→ Given problem:
Copy the following material line for line, with no changes.

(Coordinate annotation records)
---

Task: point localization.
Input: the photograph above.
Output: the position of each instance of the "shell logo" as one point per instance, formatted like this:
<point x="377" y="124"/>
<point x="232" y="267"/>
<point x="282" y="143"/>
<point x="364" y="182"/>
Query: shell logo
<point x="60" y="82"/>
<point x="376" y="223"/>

---

→ Worked solution:
Task: point localization.
Input: the photograph above.
Output: the position of each instance of the "shell logo" as one point per instance, formatted like this:
<point x="377" y="124"/>
<point x="232" y="267"/>
<point x="282" y="143"/>
<point x="364" y="182"/>
Query: shell logo
<point x="60" y="82"/>
<point x="376" y="223"/>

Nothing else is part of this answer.